**PROBLEM DETAILS**
Set out every line of each of the records below as a numbered list, leaving out any blank lines.
····················
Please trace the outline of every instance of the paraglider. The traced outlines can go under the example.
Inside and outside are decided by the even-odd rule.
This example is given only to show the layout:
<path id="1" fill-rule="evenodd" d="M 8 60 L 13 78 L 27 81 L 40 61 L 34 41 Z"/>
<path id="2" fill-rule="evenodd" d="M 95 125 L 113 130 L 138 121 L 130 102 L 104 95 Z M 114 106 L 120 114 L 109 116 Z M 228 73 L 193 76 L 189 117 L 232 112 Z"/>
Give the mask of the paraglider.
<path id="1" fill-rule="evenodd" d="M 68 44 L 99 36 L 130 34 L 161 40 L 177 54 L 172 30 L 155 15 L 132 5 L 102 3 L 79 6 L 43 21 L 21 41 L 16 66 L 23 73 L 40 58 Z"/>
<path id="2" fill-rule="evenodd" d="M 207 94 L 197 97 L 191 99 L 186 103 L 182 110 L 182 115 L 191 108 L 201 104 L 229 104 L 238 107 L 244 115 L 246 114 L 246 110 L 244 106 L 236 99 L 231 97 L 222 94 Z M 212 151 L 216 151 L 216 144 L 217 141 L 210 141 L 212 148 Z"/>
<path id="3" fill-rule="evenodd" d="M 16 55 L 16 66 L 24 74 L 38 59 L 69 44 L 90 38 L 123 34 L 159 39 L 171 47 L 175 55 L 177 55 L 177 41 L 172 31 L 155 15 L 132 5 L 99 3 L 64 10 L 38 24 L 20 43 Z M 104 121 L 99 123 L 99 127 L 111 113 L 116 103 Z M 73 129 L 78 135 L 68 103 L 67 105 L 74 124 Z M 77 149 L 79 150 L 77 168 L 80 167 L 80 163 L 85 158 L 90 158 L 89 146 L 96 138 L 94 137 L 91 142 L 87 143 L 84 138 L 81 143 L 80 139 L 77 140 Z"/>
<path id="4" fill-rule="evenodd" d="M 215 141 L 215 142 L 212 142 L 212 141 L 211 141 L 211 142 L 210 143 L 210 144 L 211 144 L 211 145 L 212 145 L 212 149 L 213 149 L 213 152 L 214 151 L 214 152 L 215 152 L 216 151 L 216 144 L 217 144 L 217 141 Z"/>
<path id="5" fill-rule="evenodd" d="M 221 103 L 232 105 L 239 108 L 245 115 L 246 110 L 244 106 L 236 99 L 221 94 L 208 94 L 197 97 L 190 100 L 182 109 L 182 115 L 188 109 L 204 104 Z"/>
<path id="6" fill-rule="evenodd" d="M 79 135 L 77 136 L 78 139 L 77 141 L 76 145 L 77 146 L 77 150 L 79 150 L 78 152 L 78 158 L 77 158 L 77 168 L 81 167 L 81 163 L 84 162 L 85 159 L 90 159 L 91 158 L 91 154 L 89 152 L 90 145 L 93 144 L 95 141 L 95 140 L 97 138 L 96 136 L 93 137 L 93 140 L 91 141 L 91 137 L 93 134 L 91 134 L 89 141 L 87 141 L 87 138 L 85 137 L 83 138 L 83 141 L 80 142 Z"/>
····················
**CORRECT OUTPUT**
1. Please trace the outline of every instance of the paraglider. The traced outlines can go under the example.
2. Inside and outside are decided by the even-odd rule.
3. This example is given only to show the layout:
4. <path id="1" fill-rule="evenodd" d="M 8 60 L 13 78 L 27 81 L 40 61 L 34 41 Z"/>
5. <path id="2" fill-rule="evenodd" d="M 95 125 L 113 130 L 138 121 L 130 102 L 104 95 Z M 114 106 L 120 114 L 109 116 Z M 228 73 L 193 76 L 189 117 L 232 112 Z"/>
6. Give the mask of the paraglider.
7. <path id="1" fill-rule="evenodd" d="M 68 44 L 99 36 L 130 34 L 161 40 L 177 54 L 172 30 L 155 15 L 132 5 L 102 3 L 79 6 L 43 21 L 21 41 L 16 66 L 23 73 L 40 58 Z"/>
8. <path id="2" fill-rule="evenodd" d="M 207 94 L 197 97 L 191 99 L 186 103 L 182 110 L 182 115 L 191 108 L 201 104 L 229 104 L 238 107 L 244 115 L 246 114 L 246 110 L 244 106 L 236 99 L 231 97 L 222 94 Z M 212 151 L 216 151 L 216 144 L 217 141 L 210 141 L 212 148 Z"/>
9. <path id="3" fill-rule="evenodd" d="M 16 55 L 16 66 L 24 74 L 38 59 L 69 44 L 90 38 L 123 34 L 159 39 L 171 47 L 175 55 L 177 55 L 177 41 L 172 31 L 155 15 L 132 5 L 99 3 L 64 10 L 38 24 L 20 43 Z M 104 121 L 99 123 L 99 127 L 111 113 L 116 103 Z M 73 129 L 78 135 L 68 103 L 67 105 L 74 124 Z M 77 149 L 79 150 L 77 168 L 80 167 L 80 163 L 85 158 L 90 158 L 89 146 L 96 138 L 94 137 L 91 142 L 87 143 L 84 138 L 81 143 L 80 139 L 77 140 Z"/>
10. <path id="4" fill-rule="evenodd" d="M 215 141 L 215 142 L 212 142 L 212 141 L 211 141 L 211 142 L 210 143 L 210 144 L 211 144 L 211 145 L 212 145 L 212 149 L 213 149 L 213 152 L 214 151 L 214 152 L 215 152 L 216 151 L 216 144 L 217 144 L 217 141 Z"/>
11. <path id="5" fill-rule="evenodd" d="M 221 103 L 232 105 L 239 108 L 245 115 L 246 110 L 244 106 L 236 99 L 221 94 L 208 94 L 197 97 L 190 100 L 182 109 L 182 115 L 188 109 L 204 104 Z"/>
12. <path id="6" fill-rule="evenodd" d="M 79 135 L 77 136 L 78 139 L 77 141 L 76 145 L 77 146 L 77 150 L 79 150 L 78 152 L 78 158 L 77 158 L 77 168 L 81 167 L 81 163 L 84 162 L 85 159 L 90 159 L 91 158 L 91 154 L 89 152 L 90 145 L 93 144 L 95 141 L 95 140 L 97 138 L 96 136 L 93 137 L 93 140 L 91 141 L 91 137 L 93 134 L 91 134 L 89 141 L 87 141 L 87 138 L 85 137 L 83 138 L 83 141 L 80 142 Z"/>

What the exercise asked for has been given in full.